TASK DIRECTIONS:
Copy out the post on loss and getting lost in full, word for word.

PASSAGE GIVEN:
Every defeat, every heartbreak, every loss contains its own seed, its own lesson.
-Malcolm X

It has been a long, long time since I have written one of these posts…over a year. The last year has been about getting lost and about loss—the challenges and what emerges from these experiences. This post, hopefully the first of a renewed series, honors and harvests some lessons.

As always, I welcome your thoughts, questions, and recommendations and encourage your reflections and ideas around sustainability and social change.

We all have to endure loss, in many forms. Our grieving process is often private, held close…sometimes too rushed. Yet there is a strength in the vulnerability that comes when we experience loss and when we realize that we may be lost.

In one of her many wonderful books, A Field Guide to Getting Lost, Rebecca Solnit muses:

The things we want are transformative, and we don’t know or only think we know what is on the other side of that transformation. Love, wisdom, grace, inspiration — how do you go about finding these things that are in some ways about extending the boundaries of the self into unknown territory, about becoming someone else?

I’ve found that loss is absolutely transformative and about exploring unknown territory, and that it may be that in “extending the boundaries of the self” it is to become more ourselves. Loss of any kind, and getting lost, is to experience a sense of disorientation that can help us see what is important and who we truly are.

Whether it is the death of a loved one, the heartbreaking loss of a pivotal election that has consequences for our communities, or the tragic and accelerating disappearance of landscapes, cultural traditions, and species, loss sharpens the definition of who we are and what we value.

If we listen—especially in the midst of a loss when much of the external noise that characterizes our lives is necessarily muted—one can experience a window that brings us not only to sadness, but to gratitude.

From this place, we can shape a renewed commitment to how we want to be and what we want to do. One of my favorite Wendell Berry quotes is about this moment:

When we no longer know what to do

we have come to our real work.

And when we no longer know which way to go

we have begun our journey.

DATASET EXCERPT:
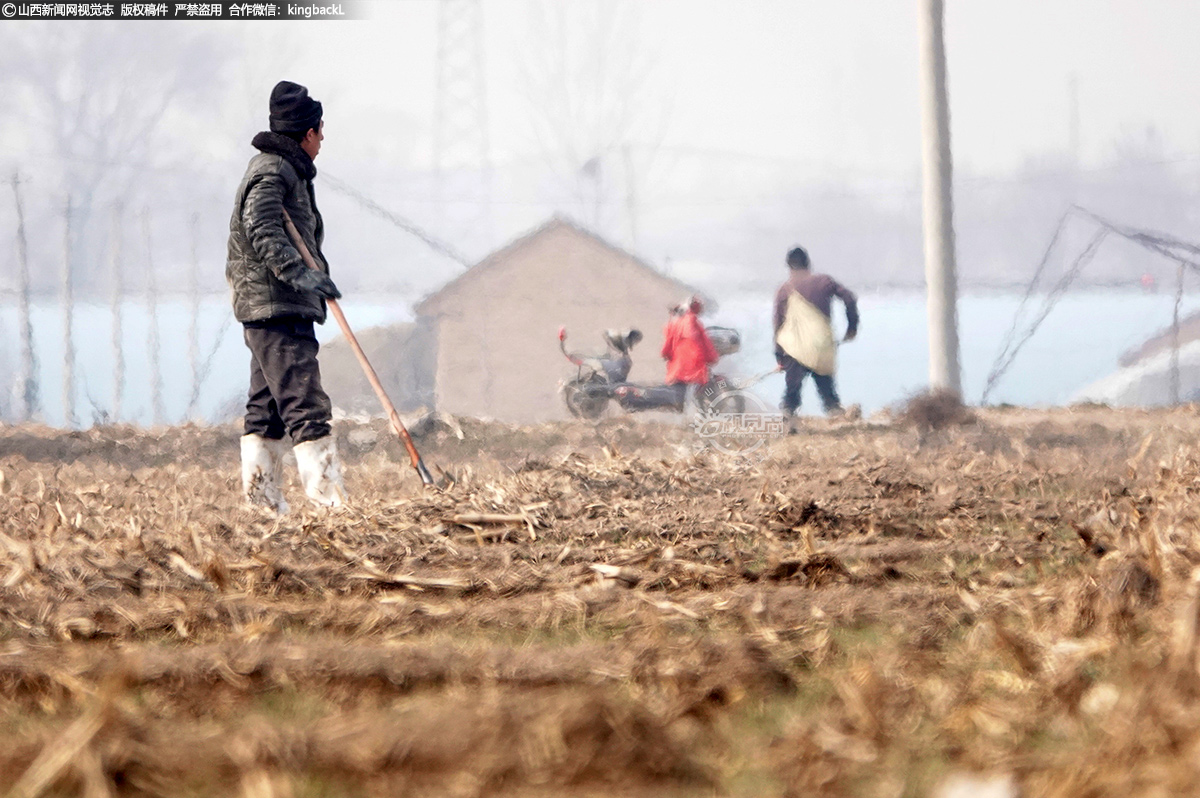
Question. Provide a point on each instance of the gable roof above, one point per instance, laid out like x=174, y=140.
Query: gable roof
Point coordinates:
x=430, y=304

OUTPUT:
Every defeat, every heartbreak, every loss contains its own seed, its own lesson.
-Malcolm X

It has been a long, long time since I have written one of these posts…over a year. The last year has been about getting lost and about loss—the challenges and what emerges from these experiences. This post, hopefully the first of a renewed series, honors and harvests some lessons.

As always, I welcome your thoughts, questions, and recommendations and encourage your reflections and ideas around sustainability and social change.

We all have to endure loss, in many forms. Our grieving process is often private, held close…sometimes too rushed. Yet there is a strength in the vulnerability that comes when we experience loss and when we realize that we may be lost.

In one of her many wonderful books, A Field Guide to Getting Lost, Rebecca Solnit muses:

The things we want are transformative, and we don’t know or only think we know what is on the other side of that transformation. Love, wisdom, grace, inspiration — how do you go about finding these things that are in some ways about extending the boundaries of the self into unknown territory, about becoming someone else?

I’ve found that loss is absolutely transformative and about exploring unknown territory, and that it may be that in “extending the boundaries of the self” it is to become more ourselves. Loss of any kind, and getting lost, is to experience a sense of disorientation that can help us see what is important and who we truly are.

Whether it is the death of a loved one, the heartbreaking loss of a pivotal election that has consequences for our communities, or the tragic and accelerating disappearance of landscapes, cultural traditions, and species, loss sharpens the definition of who we are and what we value.

If we listen—especially in the midst of a loss when much of the external noise that characterizes our lives is necessarily muted—one can experience a window that brings us not only to sadness, but to gratitude.

From this place, we can shape a renewed commitment to how we want to be and what we want to do. One of my favorite Wendell Berry quotes is about this moment:

When we no longer know what to do

we have come to our real work.

And when we no longer know which way to go

we have begun our journey.